> [WHAT YOU NEED TO DO]
1. Translate this sentence from the passage below on iron-based oxygen carriers into Spanish: "The crystalline phases of the reduced oxygen carrier after the moving bed operation were identified by X-ray diffraction (XRD)."
2. Using the passage below on iron-based oxygen carriers, decide whether each statement agrees with it. Answer yes or no for each, and quote the deciding words. (a) Alumina was chosen as a support to promote reactivity. (b) The optimized Fe2O3/Al2O3/TiO2 oxygen carrier has a composition of 70/20/10 by weight. (c) Scanning electron microscopy was used to identify the crystalline phases of the reduced oxygen carrier.
3. Continue the passage below on iron-based oxygen carriers from its last sentence.
** start of EXTRACT **
In this study, alumina is selected as support to improve the mechanical strength of iron-based oxygen carrier, and titania is employed as another support to promote the reactivity. Based our previous research results, the components of the Fe2O3/Al2O3 and Fe2O3/Al2O3/TiO2 oxygen carriers were optimized to achieve the better reactivity during TGA tests and mechanical strength.13,14 The optimized composition of Fe2O3/Al2O3 and Fe2O3/Al2O3/TiO2 oxygen carriers were determined to be 60/40 and 70/20/10 in weight percentage. Alumina and alumina/titania supported Fe2O3 oxygen carriers (Fe2O3/Al2O3 and Fe2O3/Al2O3/TiO2) were fabricated to investigate their reactivity properties in a fixed bed reactor. The effect of operating temperature and inlet gas concentration on the combustion of CH4 with Fe2O3/Al2O3 and Fe2O3/Al2O3/TiO2 oxygen carriers in a fixed bed reactor was examined and analyzed by shrinking core model (SCM). Preliminarily kinetic study for CLC of methane with Fe2O3/Al2O3 and Fe2O3/Al2O3/TiO2 oxygen carriers are performed based on the experimental results from this study. Furthermore, the performance of the moving bed reactor using iron-based oxygen carriers was also discussed in this study. Fe2O3/Al2O3 and Fe2O3/Al2O3/TiO2 oxygen carriers were employed for chemical looping combustion of methane in a moving bed reactor (MBR) operated with the various CH4/Fe2O3 ratio. The methane conversion, carbon conversion, and oxygen carrier conversion for methane combustion by Fe2O3/Al2O3 and Fe2O3/Al2O3/TiO2 oxygen carriers were evaluated by the moving bed reactor. The crystalline phases of the reduced oxygen carrier after the moving bed operation were identified by X-ray diffraction (XRD). Heat analysis for chemical looping combustion of methane was employed to evaluate the heat balance of input and output processing capacities.
** end of EXTRACT **
** start of DATA SECTION **
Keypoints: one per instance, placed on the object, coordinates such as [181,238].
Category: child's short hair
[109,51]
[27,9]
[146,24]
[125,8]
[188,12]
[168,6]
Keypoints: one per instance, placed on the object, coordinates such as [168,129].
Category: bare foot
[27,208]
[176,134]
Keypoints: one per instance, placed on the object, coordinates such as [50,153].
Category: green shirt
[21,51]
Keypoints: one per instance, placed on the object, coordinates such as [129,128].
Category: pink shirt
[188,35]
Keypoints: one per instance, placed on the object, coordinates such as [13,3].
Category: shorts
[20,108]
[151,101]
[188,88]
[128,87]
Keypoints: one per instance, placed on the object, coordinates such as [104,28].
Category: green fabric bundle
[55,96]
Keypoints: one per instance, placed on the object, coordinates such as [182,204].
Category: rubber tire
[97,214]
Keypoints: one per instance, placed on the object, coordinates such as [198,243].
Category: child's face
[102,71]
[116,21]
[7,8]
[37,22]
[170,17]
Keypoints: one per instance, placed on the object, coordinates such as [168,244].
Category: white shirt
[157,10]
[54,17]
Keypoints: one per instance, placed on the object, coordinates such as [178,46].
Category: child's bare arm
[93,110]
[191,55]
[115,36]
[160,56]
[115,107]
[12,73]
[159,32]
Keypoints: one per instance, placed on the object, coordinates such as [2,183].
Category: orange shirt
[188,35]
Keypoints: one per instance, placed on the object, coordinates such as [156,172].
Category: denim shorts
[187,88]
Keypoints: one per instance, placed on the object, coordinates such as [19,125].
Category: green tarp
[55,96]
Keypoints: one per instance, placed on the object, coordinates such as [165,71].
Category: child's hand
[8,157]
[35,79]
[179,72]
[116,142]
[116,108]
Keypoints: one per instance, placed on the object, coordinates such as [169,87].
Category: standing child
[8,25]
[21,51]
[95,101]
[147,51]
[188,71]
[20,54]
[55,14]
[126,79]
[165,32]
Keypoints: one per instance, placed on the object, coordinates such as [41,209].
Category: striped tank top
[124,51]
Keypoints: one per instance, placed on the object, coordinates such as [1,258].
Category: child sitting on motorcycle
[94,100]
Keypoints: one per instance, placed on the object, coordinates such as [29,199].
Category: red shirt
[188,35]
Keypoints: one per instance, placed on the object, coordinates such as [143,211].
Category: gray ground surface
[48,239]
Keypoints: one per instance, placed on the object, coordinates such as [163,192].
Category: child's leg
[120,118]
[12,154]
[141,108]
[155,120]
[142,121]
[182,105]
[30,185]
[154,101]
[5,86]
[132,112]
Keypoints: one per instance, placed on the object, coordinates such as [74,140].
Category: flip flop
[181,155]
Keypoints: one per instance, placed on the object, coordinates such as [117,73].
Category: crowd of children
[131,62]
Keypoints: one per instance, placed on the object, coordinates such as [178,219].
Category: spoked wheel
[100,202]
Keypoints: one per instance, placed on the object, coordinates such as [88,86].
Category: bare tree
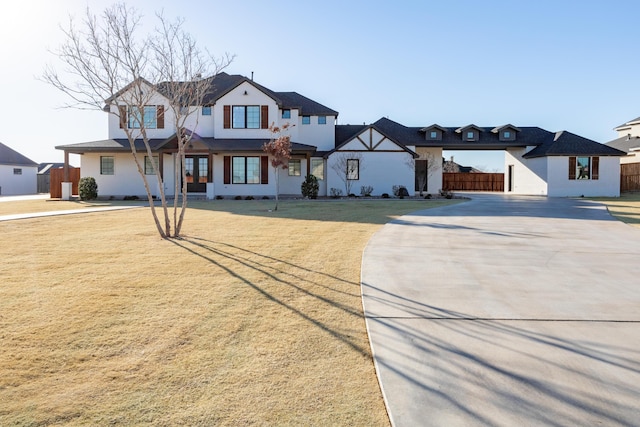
[110,67]
[348,166]
[424,172]
[279,148]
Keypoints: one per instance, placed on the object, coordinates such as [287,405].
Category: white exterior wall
[380,170]
[434,181]
[292,185]
[126,181]
[529,177]
[320,136]
[607,184]
[26,183]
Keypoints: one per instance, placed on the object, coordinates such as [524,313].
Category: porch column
[67,186]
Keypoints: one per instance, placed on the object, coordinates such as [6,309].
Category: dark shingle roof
[222,83]
[307,107]
[625,143]
[8,156]
[568,144]
[452,140]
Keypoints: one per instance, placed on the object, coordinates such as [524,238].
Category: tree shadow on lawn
[361,210]
[291,277]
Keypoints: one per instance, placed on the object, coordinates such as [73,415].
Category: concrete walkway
[506,310]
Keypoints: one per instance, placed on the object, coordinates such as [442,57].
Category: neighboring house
[17,173]
[224,157]
[628,140]
[44,175]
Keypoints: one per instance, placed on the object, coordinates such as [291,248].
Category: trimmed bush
[310,187]
[88,188]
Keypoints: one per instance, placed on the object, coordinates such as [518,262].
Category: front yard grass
[254,318]
[626,207]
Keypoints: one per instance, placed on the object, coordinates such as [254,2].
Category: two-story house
[225,156]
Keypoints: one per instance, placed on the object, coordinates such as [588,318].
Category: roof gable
[9,156]
[569,144]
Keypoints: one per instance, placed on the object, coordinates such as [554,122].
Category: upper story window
[147,117]
[584,167]
[107,164]
[246,117]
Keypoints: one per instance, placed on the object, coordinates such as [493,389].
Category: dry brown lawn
[254,318]
[626,208]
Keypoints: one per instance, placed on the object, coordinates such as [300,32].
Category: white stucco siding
[320,136]
[434,181]
[292,185]
[380,170]
[607,184]
[17,184]
[126,181]
[529,175]
[237,97]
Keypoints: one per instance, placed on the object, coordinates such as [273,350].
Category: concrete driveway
[506,310]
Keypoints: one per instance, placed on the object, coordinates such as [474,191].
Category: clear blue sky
[561,65]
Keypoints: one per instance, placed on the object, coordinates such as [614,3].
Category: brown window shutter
[227,116]
[595,167]
[264,169]
[227,169]
[160,117]
[572,168]
[122,111]
[264,116]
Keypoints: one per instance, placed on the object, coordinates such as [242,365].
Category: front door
[197,169]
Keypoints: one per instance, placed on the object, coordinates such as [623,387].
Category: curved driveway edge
[506,310]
** end of DATA SECTION **
> [TASK-BY-TASK ANSWERS]
1. Las fases cristalinas del transportador de oxígeno reducido después de la operación en el lecho móvil se identificaron mediante difracción de rayos X (DRX).

2.
(a) No: "alumina is selected as support to improve the mechanical strength of iron-based oxygen carrier"
(b) Yes: "60/40 and 70/20/10 in weight percentage"
(c) No: "identified by X-ray diffraction (XRD)"

3.
2 Experimental

2.1 Preparation of various iron-based oxygen carriers

Fe2O3/Al2O3 and Fe2O3/Al2O3/TiO2 particles were prepared to serve as oxygen carriers in this study. Fe2O3/Al2O3 oxygen carriers were formulated with 60 wt% hematite (99.9% Fe2O3, China Steel) and 40 wt% alumina (99% Al2O3, Chin Jung). Fe2O3/Al2O3/TiO2 were formulated with 70 wt% hematite, 20 wt% alumina and 10 wt% titania. Hematite, alumina and titania particles of roughly 1 μm were mixed in deionized water and dried at 80 °C for 6 hours to form a cake, and were then pulverized and screened for sizes between 1.2 and 1.4 mm. The Fe2O3/Al2O3 and Fe2O3/Al2O3/TiO2 particles were later sintered at 1300 °C and 1200 °C for 2 hours in a muffle furnace, respectively. The crush strength of prepared oxygen carriers was analyzed by a texture machine (TA.XT plus), and the attrition of prepared oxygen carriers was examined by an attrition analyzer following ASTM methods D4058-96. The true density, particle density and bulk density of prepared oxygen carriers were determined by eqn (1) and (2), respectively, similar defines and results were reported by previous researchers.15
 
ρp = (1 − ϕ)ρt (1)
 
ρb = (1 − ε)ρp (2)
where ρt is the true density of the oxygen carrier without the pores which presented in the oxygen carrier; ρp is the particle density of the oxygen carrier including the pores, which was measured by the Archimedes method; is the bulk density of the oxygen carrier; ϕ is 49.13% and 59.60% as the porosity of prepared Fe2O3/Al2O3 and Fe2O3/Al2O3/TiO2, respectively; ε is the fraction of void contained in the packed Fe2O3/Al2O3 and Fe2O3/Al2O3/TiO2 oxygen carriers, which were determined to be 41.61% and 40.17%, respectively. The main physicochemical properties of these prepared iron-based oxygen carriers are shown in Table 1.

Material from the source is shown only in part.